═════ EXTRAIT DU DOCUMENT

ANDRÉ ROCHON, J.C.A.

JACQUES J. LEVESQUE, J.C.A.

DOMINIQUE BÉLANGER, J.C.A.

 

 

PROCUREUR GÉNÉRAL DU QUÉBEC

APPELANT - Défendeur

c.

 

JOSÉE BILODEAU

PASCAL VEILLEUX

FERME BERTNOR INC.

INTIMÉS - Demandeurs

et

MINISTÈRE DES TRANSPORTS DU QUÉBEC

TRIBUNAL ADMINISTRATIF DU QUÉBEC

COMMISSION DE PROTECTION DU TERRITOIRE AGRICOLE DU QUÉBEC

MIS EN CAUSE - Mis en cause

et

TREMBLAY BOIS MIGNAULT LEMAY S.E.N.C.R.L., en sa qualité de procureurs des intimés

REQUÉRANTE en sa qualité de procureurs des intimés

 

 

ARRÊT

 

 

[1]           La Cour est saisie d'une requête des intimés présentée aux termes de l'article 15 du Tarif des honoraires judiciaires des avocats[1].

[2]           Le contexte de cette demande se résume aux éléments suivants.

[3]           Par un jugement du 3 novembre 2010, la Cour supérieure du district de Québec (honorable Paul Corriveau) a invalidé le décret 1180-2209 qui autorisait l'aliénation et l'utilisation à des fins autres que l'agriculture des lots ou parties de lots touchés par le tracé de l'autoroute 73 (tracé Est).

[4]           Le 30 novembre 2010, l'appelant a interjeté appel contre ce jugement de la Cour supérieure.

══════════
═════ EXTRAITS DES ENTRÉES

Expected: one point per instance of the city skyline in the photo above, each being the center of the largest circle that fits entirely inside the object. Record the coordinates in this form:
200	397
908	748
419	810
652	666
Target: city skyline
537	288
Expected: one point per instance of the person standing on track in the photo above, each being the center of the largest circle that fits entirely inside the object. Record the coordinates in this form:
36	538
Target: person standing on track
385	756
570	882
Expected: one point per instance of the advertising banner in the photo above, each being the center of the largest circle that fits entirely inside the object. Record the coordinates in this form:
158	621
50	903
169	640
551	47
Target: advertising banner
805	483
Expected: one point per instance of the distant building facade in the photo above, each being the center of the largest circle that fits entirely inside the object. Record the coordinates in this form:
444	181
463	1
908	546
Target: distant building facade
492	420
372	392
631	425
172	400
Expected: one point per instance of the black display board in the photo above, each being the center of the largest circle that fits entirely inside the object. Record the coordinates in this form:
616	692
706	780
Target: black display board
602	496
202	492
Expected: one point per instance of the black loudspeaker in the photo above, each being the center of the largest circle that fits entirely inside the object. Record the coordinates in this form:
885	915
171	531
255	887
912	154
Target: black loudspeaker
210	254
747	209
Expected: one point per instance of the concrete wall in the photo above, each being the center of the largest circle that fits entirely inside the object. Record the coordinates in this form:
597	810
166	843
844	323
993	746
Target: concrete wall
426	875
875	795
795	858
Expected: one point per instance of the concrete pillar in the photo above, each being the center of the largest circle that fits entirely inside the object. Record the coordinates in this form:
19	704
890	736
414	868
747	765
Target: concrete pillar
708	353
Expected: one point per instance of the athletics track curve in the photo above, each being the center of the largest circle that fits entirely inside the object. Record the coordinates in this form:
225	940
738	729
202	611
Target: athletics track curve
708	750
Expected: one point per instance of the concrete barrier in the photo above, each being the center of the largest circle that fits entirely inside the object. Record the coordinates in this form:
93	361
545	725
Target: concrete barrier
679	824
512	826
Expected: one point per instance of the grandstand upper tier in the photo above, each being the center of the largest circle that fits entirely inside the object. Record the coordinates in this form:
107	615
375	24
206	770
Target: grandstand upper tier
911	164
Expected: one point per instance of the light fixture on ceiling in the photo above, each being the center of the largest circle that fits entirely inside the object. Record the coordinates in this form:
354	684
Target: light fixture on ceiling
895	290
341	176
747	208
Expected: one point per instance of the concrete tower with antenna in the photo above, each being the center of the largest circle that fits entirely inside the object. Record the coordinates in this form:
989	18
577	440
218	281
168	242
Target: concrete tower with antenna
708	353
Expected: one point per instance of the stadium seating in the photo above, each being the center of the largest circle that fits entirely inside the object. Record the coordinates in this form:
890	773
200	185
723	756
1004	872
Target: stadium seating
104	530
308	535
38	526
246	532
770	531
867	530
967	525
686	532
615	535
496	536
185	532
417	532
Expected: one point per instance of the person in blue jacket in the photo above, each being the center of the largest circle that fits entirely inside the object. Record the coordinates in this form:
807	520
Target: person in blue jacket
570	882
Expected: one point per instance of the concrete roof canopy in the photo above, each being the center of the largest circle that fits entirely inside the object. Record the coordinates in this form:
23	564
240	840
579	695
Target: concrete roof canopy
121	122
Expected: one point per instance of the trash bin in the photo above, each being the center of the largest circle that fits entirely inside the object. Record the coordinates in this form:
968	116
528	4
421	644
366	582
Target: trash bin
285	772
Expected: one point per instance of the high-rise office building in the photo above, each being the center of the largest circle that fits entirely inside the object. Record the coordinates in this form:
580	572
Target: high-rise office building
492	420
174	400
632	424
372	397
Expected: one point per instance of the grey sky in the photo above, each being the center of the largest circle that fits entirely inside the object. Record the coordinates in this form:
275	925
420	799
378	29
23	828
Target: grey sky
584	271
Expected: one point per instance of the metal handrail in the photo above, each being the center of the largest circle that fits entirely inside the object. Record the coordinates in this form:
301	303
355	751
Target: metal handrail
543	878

══════════

» **EXERCICE COURT 1**
Selon l'arrêt sur l'autoroute 73, à quelle date l'appelant a-t-il interjeté appel du jugement de la Cour supérieure ?
» **EXERCICE COURT 2**
Poursuivez, s'il vous plaît, l'arrêt sur l'autoroute 73 en rédigeant la suite du paragraphe [4].
Les entrées n'ont aucun rapport avec l'arrêt sur l'autoroute 73.

» **RÉSULTAT ATTENDU 1**
Le 30 novembre 2010.

» **RÉSULTAT ATTENDU 2**
[5]           À la demande des intimés, le dossier d'appel a fait l'objet d'une gestion d'instance. La juge gestionnaire, en plus d'imposer un échéancier pour la production des exposés, a fixé l'audience sur l'appel dans la semaine du 16 mai 2011.

[6]           Le 24 mars 2011, le ministère des Transports présente à l'Assemblée nationale le projet de loi no 2. Ce projet vise à valider rétroactivement le décret 1180-2209 et a ainsi court-circuité l'appel.

[7]           En adoptant la loi no 2 le 8 juin 2011, l'Assemblée nationale entendait mettre un terme au débat judiciaire.

[8]           Le 22 juin 2011, l'appelant se désiste de son appel.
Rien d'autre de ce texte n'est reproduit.